GIVEN TEXT START

Baltimore Police detective suspended after judge orders him to give up gun in domestic violence case

Baltimore police have suspended a detective who has been the subject of costly lawsuits after a Harford County judge barred him from carrying a gun. The judge’s order came after the detective’s children's mother leveled allegations of domestic violence and child abuse.

A woman who had several children with the detective, Calvin Moss, sought a protective order in May that was granted May 29. She wrote in the application that she and her four children had been placed into a safe house by Harford County officials in February. But Moss found the location of the safe house and parked outside, yelling and making threats, the woman wrote.


The woman said Moss told her: “The end is coming for you. Your time is running out. Kiss kids while you can.”

Baltimore police spokesman Detective Jeremy Silbert confirmed that Moss had been suspended with pay and that Internal Affairs officers were investigating the allegations of domestic abuse.

Moss’ attorney declined to comment.

Moss, an amateur cage fighter who joined the Police Department in 2004, has been the subject of controversy on the job in the past. In the span of less than 10 years, he was named as a defendant in four lawsuits filed by people alleging misconduct . He was cleared of wrongdoing in two, but settlements in the others have cost the city $250,000.

The mother of Moss’ children previously sought a protective order against him in 2012. In that case, she alleged that he put a gun to her head and threatened her.

The woman wrote that Moss’ sergeant, a lieutenant and a sergeant from Internal Affairs interviewed her after that incident and told her that Moss was being suspended. Silbert did not respond to questions about the 2012 case.

A judge granted a temporary order in that case but the woman didn’t show up for court to seek a final order, records show.

In the May case, the woman described alleged abuse involving Moss beating his children with a wooden spoon dating to November 2017. Then in February, the woman wrote, their son’s school called and said the boy was causing self-harm. Moss went to get him, the woman wrote, but “he didn’t take him to get medical help even though school told him it was needed asap.”

GIVEN TEXT END
ENTRIES SUPPLIED START

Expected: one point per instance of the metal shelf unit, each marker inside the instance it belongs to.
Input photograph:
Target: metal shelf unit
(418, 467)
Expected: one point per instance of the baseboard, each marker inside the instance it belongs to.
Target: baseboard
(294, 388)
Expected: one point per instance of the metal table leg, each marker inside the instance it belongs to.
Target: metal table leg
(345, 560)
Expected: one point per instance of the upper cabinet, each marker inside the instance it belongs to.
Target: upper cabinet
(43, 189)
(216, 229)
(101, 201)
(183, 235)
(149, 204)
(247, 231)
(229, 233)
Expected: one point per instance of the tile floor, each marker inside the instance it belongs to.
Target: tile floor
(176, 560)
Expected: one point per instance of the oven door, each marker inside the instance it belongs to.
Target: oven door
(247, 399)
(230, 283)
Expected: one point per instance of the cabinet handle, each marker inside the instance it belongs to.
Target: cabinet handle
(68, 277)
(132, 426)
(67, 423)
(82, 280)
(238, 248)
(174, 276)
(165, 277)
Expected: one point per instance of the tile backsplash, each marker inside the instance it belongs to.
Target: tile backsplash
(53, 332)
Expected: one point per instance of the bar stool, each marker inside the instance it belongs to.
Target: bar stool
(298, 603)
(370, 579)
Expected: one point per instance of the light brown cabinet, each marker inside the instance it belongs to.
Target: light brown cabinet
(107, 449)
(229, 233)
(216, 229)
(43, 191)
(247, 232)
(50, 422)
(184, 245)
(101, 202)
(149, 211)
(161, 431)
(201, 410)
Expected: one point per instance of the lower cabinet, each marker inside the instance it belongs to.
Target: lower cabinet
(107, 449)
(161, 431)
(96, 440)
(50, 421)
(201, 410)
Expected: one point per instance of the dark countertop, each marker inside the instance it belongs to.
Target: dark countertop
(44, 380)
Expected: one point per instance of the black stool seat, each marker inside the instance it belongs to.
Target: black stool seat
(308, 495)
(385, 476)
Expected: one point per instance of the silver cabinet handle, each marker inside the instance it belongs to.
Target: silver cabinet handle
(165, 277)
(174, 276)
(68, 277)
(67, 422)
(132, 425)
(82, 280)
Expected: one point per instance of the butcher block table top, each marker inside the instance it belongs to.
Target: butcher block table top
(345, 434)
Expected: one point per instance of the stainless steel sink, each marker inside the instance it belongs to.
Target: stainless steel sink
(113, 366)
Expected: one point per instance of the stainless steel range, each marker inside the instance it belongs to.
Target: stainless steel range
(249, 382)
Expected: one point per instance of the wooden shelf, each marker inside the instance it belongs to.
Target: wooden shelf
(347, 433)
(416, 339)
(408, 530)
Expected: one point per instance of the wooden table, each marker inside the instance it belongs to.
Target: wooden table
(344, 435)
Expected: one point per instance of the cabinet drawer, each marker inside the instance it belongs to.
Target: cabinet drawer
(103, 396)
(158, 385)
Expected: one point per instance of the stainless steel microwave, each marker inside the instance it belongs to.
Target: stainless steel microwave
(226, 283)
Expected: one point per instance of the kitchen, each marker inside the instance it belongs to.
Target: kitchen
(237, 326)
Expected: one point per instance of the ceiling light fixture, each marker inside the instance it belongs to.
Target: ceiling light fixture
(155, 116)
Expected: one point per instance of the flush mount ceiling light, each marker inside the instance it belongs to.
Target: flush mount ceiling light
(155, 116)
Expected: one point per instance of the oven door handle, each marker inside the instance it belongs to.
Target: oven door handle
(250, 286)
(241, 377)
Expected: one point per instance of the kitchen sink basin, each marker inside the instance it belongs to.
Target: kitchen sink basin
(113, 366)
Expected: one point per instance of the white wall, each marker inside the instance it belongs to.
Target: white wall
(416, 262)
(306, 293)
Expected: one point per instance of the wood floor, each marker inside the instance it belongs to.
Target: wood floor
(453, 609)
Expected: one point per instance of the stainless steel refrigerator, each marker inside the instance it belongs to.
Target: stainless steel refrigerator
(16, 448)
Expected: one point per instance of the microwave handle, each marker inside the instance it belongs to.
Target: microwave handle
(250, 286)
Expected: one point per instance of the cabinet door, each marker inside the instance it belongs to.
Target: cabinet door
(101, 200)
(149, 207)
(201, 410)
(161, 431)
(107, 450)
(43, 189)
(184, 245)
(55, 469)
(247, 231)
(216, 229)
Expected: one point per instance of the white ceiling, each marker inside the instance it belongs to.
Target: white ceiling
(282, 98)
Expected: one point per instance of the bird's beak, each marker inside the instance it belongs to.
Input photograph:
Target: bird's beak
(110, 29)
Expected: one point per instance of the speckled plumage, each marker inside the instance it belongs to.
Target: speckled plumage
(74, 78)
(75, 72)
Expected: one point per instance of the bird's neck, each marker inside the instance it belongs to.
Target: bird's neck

ENTRIES SUPPLIED END

In the news story on the suspended Baltimore police detective, copy out everything from "Baltimore Police detective" down to "the woman wrote.".

Baltimore Police detective suspended after judge orders him to give up gun in domestic violence case

Baltimore police have suspended a detective who has been the subject of costly lawsuits after a Harford County judge barred him from carrying a gun. The judge’s order came after the detective’s children's mother leveled allegations of domestic violence and child abuse.

A woman who had several children with the detective, Calvin Moss, sought a protective order in May that was granted May 29. She wrote in the application that she and her four children had been placed into a safe house by Harford County officials in February. But Moss found the location of the safe house and parked outside, yelling and making threats, the woman wrote.